SELECTED EXCERPT »

[start]

Thanks I appreciate the picture.

Okay but shouldn't we be interested in using radius rather than diameter in order to calculate the effective time since the gravitational force depends on the distance from the center of mass (center of sun) to the edge of the sun (where particle grazes the sun).

7. Jan 21, 2014

### Staff: Mentor

It is a rough estimate, a factor of 2 does not matter. I guess the diameter is a bit better than the radius as you have deflection both before and after the point of closest approach, but that is beyond the accuracy needed for the problem. A proper calculation would need an integration.

8. Jan 22, 2014

### BvU

Ha! The OP is a longer exercise and we are looking at the first step.

At the point of grazing, the vertical acceleration is at a maximum gsun. Photon is exposed to that only a short time.

Look at the picture by Mentor: even far away the 'negligible force' has a vertical component.
Better to speak of acceleration. Something with a sine in it.
The acceleration itself is gsun R2/r2.
So happens that R/r is the same sine !

Angle θ runs from 0 to -π when the photon travels from far left to far right.

In (a), they first want to know an effective time only. The time a particle has to hang around at the point of grazing to experience the same amount of acceleration towards the center of the sun.

They want us to integrate dx / c from -∞ to +∞ with a weight sin3Θ

(Hint: x = R/tanθ ; change to dθ ) My guess is that the integral gives 2R/c.

Contrary to what Mentor claims: the 2 is still important. Spectacularly so in 1919 when Einstein was proved right...

9. Jan 23, 2014

### Staff: Mentor

My nick is mfb, not Mentor.

Theories cannot be proven, only disproven. An experiment can be in agreement with the theory prediction, but that does not mean the theory has to be right.

The factor of 2 is important if you want a proper calculation. It is irrelevant if you are interested in the order of magnitude (as in "do I have a chance to see the effect at all?").

10. Jan 23, 2014

### BvU

How is Chemp doing ?

[end]

GIVEN ENTRIES »
[start]

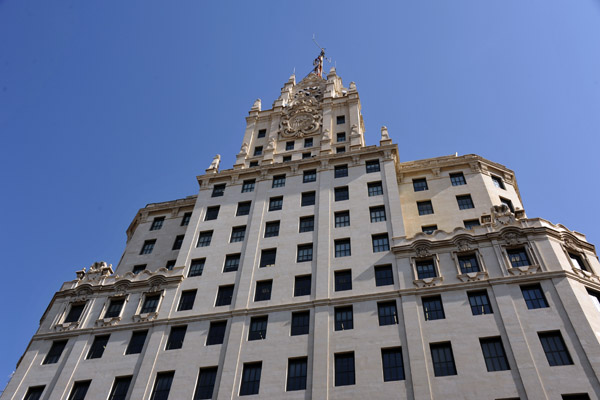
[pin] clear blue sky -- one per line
(106, 106)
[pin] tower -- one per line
(320, 267)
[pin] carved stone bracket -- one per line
(429, 282)
(473, 276)
(525, 270)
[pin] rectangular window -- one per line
(150, 303)
(344, 318)
(162, 385)
(178, 242)
(377, 213)
(275, 203)
(185, 221)
(468, 263)
(297, 372)
(34, 393)
(250, 378)
(186, 302)
(238, 233)
(480, 302)
(457, 179)
(309, 176)
(218, 190)
(243, 208)
(420, 185)
(308, 199)
(204, 239)
(393, 365)
(120, 388)
(98, 346)
(136, 343)
(206, 383)
(302, 285)
(79, 390)
(267, 258)
(383, 275)
(508, 204)
(387, 313)
(534, 296)
(555, 348)
(375, 189)
(497, 181)
(148, 246)
(381, 242)
(443, 359)
(263, 290)
(341, 193)
(176, 337)
(196, 267)
(340, 171)
(307, 224)
(429, 229)
(342, 247)
(433, 308)
(300, 323)
(342, 218)
(232, 262)
(211, 213)
(425, 207)
(344, 369)
(471, 223)
(494, 354)
(258, 328)
(464, 202)
(278, 181)
(114, 307)
(425, 269)
(343, 280)
(224, 295)
(518, 257)
(304, 252)
(372, 166)
(75, 312)
(248, 185)
(55, 351)
(216, 333)
(157, 223)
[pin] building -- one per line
(319, 267)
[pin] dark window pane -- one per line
(98, 346)
(302, 285)
(443, 359)
(136, 343)
(206, 383)
(216, 333)
(393, 365)
(176, 337)
(493, 354)
(344, 369)
(300, 323)
(384, 275)
(433, 308)
(344, 318)
(162, 385)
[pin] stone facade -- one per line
(376, 278)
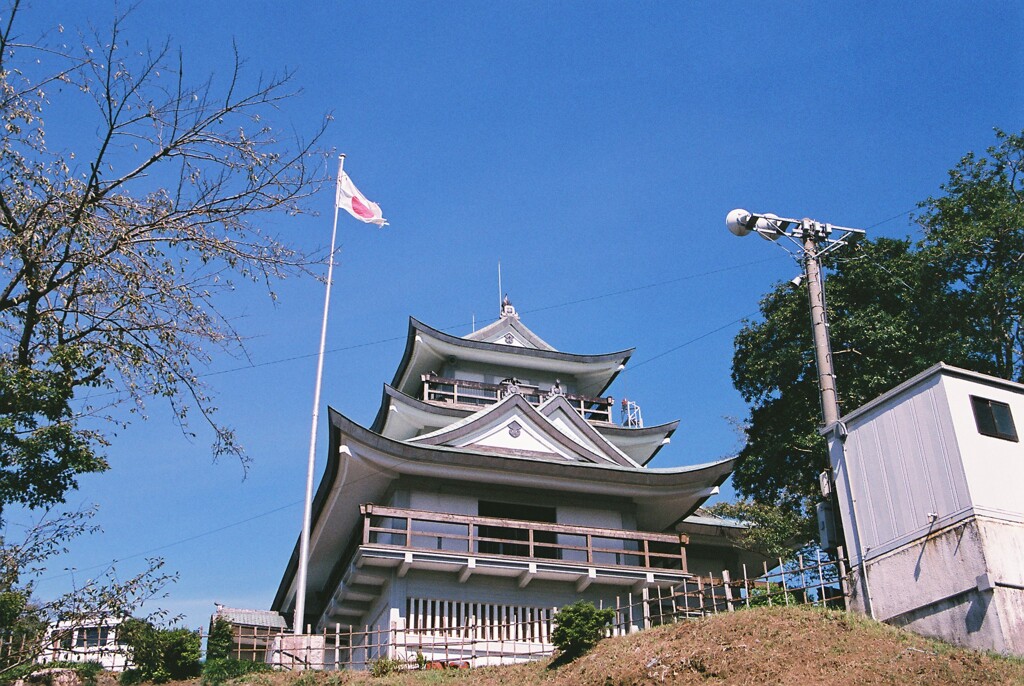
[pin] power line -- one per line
(178, 542)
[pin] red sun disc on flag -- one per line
(360, 209)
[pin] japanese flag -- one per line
(353, 202)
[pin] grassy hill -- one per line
(756, 646)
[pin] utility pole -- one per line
(819, 320)
(812, 240)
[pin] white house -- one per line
(94, 641)
(492, 488)
(928, 479)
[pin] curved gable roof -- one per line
(427, 349)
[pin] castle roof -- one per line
(427, 349)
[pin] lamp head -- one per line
(739, 222)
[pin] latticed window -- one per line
(993, 419)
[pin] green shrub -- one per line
(219, 670)
(580, 627)
(382, 667)
(87, 672)
(772, 594)
(218, 644)
(159, 654)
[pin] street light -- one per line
(812, 240)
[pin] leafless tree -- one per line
(114, 251)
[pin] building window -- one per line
(993, 419)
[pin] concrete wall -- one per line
(945, 587)
(932, 511)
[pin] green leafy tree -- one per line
(974, 236)
(895, 307)
(773, 531)
(218, 643)
(115, 249)
(159, 654)
(580, 627)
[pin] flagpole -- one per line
(300, 592)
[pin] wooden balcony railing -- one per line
(514, 538)
(462, 391)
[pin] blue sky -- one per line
(594, 149)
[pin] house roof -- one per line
(401, 417)
(363, 465)
(513, 426)
(940, 369)
(510, 327)
(427, 349)
(251, 617)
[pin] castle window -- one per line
(993, 419)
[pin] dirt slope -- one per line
(756, 646)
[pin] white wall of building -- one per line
(932, 510)
(994, 467)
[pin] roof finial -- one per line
(507, 308)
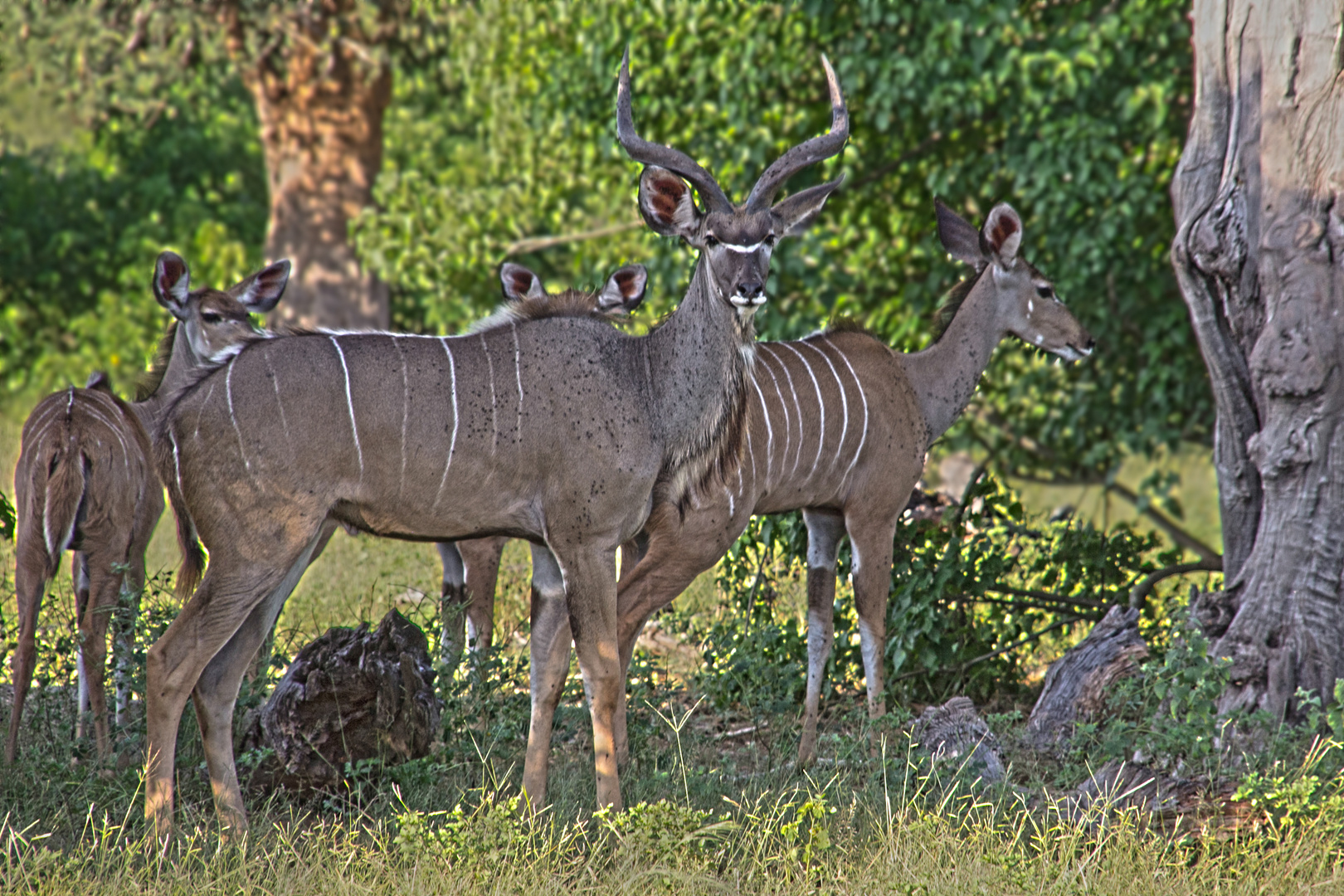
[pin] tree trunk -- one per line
(320, 100)
(1259, 256)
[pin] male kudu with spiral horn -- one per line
(553, 430)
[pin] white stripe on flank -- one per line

[end]

Retype the entire forum thread about a particle grazing the sun, word for word.

CORRECT RESPONSE »
Thanks I appreciate the picture.

Okay but shouldn't we be interested in using radius rather than diameter in order to calculate the effective time since the gravitational force depends on the distance from the center of mass (center of sun) to the edge of the sun (where particle grazes the sun).

7. Jan 21, 2014

### Staff: Mentor

It is a rough estimate, a factor of 2 does not matter. I guess the diameter is a bit better than the radius as you have deflection both before and after the point of closest approach, but that is beyond the accuracy needed for the problem. A proper calculation would need an integration.

8. Jan 22, 2014

### BvU

Ha! The OP is a longer exercise and we are looking at the first step.

At the point of grazing, the vertical acceleration is at a maximum gsun. Photon is exposed to that only a short time.

Look at the picture by Mentor: even far away the 'negligible force' has a vertical component.
Better to speak of acceleration. Something with a sine in it.
The acceleration itself is gsun R2/r2.
So happens that R/r is the same sine !

Angle θ runs from 0 to -π when the photon travels from far left to far right.

In (a), they first want to know an effective time only. The time a particle has to hang around at the point of grazing to experience the same amount of acceleration towards the center of the sun.

They want us to integrate dx / c from -∞ to +∞ with a weight sin3Θ

(Hint: x = R/tanθ ; change to dθ ) My guess is that the integral gives 2R/c.

Contrary to what Mentor claims: the 2 is still important. Spectacularly so in 1919 when Einstein was proved right...

9. Jan 23, 2014

### Staff: Mentor

My nick is mfb, not Mentor.

Theories cannot be proven, only disproven. An experiment can be in agreement with the theory prediction, but that does not mean the theory has to be right.

The factor of 2 is important if you want a proper calculation. It is irrelevant if you are interested in the order of magnitude (as in "do I have a chance to see the effect at all?").

10. Jan 23, 2014

### BvU

How is Chemp doing ?